» **About this exercise**
In the entries that follow, find each line with the word "halter" and copy it.
*** Source material ***
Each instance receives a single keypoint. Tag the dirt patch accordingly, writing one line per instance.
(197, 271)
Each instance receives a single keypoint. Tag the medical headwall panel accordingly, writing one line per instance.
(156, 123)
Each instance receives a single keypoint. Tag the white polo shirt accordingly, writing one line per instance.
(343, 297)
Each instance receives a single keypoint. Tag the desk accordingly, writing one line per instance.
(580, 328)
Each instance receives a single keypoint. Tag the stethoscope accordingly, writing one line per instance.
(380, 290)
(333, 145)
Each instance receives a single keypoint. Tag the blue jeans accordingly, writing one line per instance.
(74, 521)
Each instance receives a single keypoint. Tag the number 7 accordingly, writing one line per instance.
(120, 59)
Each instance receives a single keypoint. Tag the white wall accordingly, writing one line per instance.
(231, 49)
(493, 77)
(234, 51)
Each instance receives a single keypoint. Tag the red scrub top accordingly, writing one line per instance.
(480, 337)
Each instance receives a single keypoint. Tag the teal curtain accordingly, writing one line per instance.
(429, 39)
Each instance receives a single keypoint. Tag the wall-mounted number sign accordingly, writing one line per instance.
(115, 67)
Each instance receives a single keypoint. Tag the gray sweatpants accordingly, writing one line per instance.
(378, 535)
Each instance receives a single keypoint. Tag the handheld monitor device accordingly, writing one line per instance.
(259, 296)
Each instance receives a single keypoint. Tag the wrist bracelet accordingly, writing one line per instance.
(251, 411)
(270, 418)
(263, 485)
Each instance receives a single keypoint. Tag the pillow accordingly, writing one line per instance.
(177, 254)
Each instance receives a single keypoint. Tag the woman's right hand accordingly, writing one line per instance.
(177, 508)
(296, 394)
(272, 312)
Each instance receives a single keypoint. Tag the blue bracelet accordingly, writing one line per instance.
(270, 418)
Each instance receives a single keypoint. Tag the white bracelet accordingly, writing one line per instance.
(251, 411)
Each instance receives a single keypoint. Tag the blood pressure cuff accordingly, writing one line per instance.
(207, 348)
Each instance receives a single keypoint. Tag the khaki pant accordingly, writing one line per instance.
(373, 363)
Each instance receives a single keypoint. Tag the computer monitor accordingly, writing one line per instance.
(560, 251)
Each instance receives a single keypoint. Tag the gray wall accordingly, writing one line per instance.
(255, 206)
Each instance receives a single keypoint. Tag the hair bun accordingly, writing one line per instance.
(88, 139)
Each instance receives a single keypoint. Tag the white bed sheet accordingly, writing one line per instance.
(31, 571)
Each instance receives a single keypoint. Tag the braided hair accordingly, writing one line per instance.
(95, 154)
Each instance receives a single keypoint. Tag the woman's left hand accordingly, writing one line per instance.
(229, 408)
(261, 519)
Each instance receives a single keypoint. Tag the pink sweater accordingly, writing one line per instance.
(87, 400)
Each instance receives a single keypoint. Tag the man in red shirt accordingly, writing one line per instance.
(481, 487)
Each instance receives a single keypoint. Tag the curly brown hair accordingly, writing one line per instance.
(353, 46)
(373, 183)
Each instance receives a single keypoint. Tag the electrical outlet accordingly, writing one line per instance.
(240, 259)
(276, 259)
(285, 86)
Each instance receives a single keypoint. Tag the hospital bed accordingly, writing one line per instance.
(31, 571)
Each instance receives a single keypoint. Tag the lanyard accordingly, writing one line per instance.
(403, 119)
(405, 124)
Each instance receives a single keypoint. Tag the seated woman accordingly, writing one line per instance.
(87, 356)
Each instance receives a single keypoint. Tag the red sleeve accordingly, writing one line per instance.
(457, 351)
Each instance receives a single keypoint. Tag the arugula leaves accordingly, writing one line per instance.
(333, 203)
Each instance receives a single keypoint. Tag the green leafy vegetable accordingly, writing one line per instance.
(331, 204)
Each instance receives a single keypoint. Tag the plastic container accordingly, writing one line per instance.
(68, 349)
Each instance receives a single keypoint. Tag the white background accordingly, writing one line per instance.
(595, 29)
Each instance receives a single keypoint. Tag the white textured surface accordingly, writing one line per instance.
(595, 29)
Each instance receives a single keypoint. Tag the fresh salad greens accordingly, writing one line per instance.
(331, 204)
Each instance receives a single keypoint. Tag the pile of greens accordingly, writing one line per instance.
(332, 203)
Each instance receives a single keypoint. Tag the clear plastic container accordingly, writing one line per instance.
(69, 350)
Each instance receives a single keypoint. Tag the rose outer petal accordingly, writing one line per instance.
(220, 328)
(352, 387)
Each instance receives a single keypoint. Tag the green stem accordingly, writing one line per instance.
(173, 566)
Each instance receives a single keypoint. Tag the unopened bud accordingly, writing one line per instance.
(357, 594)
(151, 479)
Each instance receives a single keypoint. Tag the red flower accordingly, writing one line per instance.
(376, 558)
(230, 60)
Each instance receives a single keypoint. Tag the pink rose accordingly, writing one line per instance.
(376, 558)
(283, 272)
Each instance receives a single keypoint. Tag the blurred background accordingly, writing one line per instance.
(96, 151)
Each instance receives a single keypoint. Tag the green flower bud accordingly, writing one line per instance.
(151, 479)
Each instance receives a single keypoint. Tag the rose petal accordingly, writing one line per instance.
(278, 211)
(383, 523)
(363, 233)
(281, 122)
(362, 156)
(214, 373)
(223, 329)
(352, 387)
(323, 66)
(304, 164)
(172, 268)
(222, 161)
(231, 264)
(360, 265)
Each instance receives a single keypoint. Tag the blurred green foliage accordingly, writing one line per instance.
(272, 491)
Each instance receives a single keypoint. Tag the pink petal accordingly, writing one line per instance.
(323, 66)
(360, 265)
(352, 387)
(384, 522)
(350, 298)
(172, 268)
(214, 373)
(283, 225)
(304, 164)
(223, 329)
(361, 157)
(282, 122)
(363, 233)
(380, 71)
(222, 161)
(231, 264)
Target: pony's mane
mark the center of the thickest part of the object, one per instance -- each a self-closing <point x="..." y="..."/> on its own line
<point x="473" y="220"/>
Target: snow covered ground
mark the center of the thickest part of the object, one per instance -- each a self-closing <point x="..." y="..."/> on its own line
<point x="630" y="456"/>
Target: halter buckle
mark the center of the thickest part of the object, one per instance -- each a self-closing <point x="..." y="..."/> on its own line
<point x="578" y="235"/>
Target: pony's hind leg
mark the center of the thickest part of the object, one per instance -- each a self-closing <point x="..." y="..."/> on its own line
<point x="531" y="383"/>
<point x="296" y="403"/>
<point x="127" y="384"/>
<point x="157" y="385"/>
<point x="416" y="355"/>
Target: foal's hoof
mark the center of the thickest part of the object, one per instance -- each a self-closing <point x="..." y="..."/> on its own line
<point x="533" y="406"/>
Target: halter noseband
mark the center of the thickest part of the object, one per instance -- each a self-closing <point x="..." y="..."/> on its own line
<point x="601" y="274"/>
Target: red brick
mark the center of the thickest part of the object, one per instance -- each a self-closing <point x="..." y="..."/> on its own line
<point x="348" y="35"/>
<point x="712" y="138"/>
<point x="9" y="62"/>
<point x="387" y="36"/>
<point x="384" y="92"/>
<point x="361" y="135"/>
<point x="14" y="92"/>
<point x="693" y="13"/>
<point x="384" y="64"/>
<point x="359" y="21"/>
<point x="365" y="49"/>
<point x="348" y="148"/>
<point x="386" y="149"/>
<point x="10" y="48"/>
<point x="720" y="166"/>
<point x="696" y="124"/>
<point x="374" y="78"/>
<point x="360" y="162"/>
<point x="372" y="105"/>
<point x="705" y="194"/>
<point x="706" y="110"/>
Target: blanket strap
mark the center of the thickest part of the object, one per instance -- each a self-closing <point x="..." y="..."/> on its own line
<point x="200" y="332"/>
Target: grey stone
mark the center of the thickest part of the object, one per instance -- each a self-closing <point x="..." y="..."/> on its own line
*** End of Source material ***
» **Output below**
Target: halter buckle
Target: halter noseband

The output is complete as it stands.